## TEXT EXTRACT
※

All AVX2 cosine kernels use vectorized 8-wide remainder handling, reducing the scalar tail from up to 31 elements to at most 7. AVX-512 kernels use masked loads for zero-cost remainder.

Performance Benchmarks (March 27, 2026)

Distance Functions (768D vectors)

FunctionLatencyThroughputvs Previous
dot_product_native19.8ns38.8 Gelem/sBaseline
euclidean_native22.5ns34.1 Gelem/sImproved
cosine_similarity_native33.1ns23.2 Gelem/sOptimized (4-acc, single-sqrt finish)
cosine_normalized_native19.8ns38.8 Gelem/sSame as dot
hamming_distance_native35.8ns21.5M ops/sFP-domain 4-acc (no cross-domain penalty) + NEON + batch
jaccard_similarity_native35.1ns21.9 Gelem/sOptimized (4-acc + NEON + batch)

Measured March 27, 2026 on i9-14900KF (24C/32T, AVX2+FMA), 64GB DDR5, Rust 1.92.0, Windows 11 Pro, sequential run on idle machine.

Scaling by Dimension (simd_native)

DimensionCosineDot ProductModel
1288.1ns5.4nsMiniLM
38420.1ns12.0nsall-MiniLM-L6-v2
76833.1ns19.8nsBERT, ada-002
153669.0ns43.8nstext-embedding-3-small
3072112.2ns91.2nstext-embedding-3-large

Optimization Techniques

1. 32-Wide Unrolling (4x f32x8)

// 4 parallel accumulators for maximum ILP
let mut sum0 = f32x8::ZERO;
let mut sum1 = f32x8::ZERO;
let mut sum2 = f32x8::ZERO;
let mut sum3 = f32x8::ZERO;

for i in 0..simd_len {
    let offset = i * 32;
    sum0 = va0.mul_add(vb0, sum0);
    sum1 = va1.mul_add(vb1, sum1);
    sum2 = va2.mul_add(vb2, sum2);
    sum3 = va3.mul_add(vb3, sum3);
}

Why it works:

  • Modern CPUs have 4+ FMA units (Zen 3+, Alder Lake+)
  • Out-of-order execution can run all 4 accumulators in parallel
  • ~15-20% faster than single-accumulator SIMD

2. Pre-Normalized Vectors

For cosine similarity with pre-normalized vectors:

// Standard cosine: 3 passes (dot, norm_a, norm_b)
pub fn cosine_similarity_fast(a: &[f32], b: &[f32]) -> f32;

// Normalized: 1 pass (dot only) - 40% faster!
pub fn cosine_similarity_normalized(a: &[f32], b: &[f32]) -> f32;

Use when:

  • Vectors are normalized at insertion time
  • Same vector is compared multiple times
  • Building custom distance functions

3. CPU Prefetch Hints

// Prefetch next vectors into L1 cache
#[cfg(target_arch = "x86_64")]
unsafe {
    use std::arch::x86_64::{_mm_prefetch, _MM_HINT_T0};
    _mm_prefetch(next_vector.as_ptr().cast::<i8>(), _MM_HINT_T0);
}

Benefits:

  • Hides memory latency during HNSW traversal
  • ~10-20% improvement on large datasets
  • Critical for cold cache scenarios

4. Contiguous Memory Layout

pub struct ContiguousVectors {
    data: *mut f32,  // Single contiguous buffer
    dimension: usize,
    count: usize,
}

Why it matters:

  • Cache line alignment (64 bytes)

※

## DATA EXCERPT
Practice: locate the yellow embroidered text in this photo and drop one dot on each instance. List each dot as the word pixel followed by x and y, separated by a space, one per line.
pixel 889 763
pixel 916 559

※

Please use the SIMD distance-function text to explain, in one to three sentences, why cosine similarity on pre-normalized vectors runs faster than the standard cosine function.

The standard cosine function makes three passes: one for the dot product and one each for the norms of the two vectors. When the vectors are already normalized, only the dot-product pass is needed, which the text says makes it 40% faster.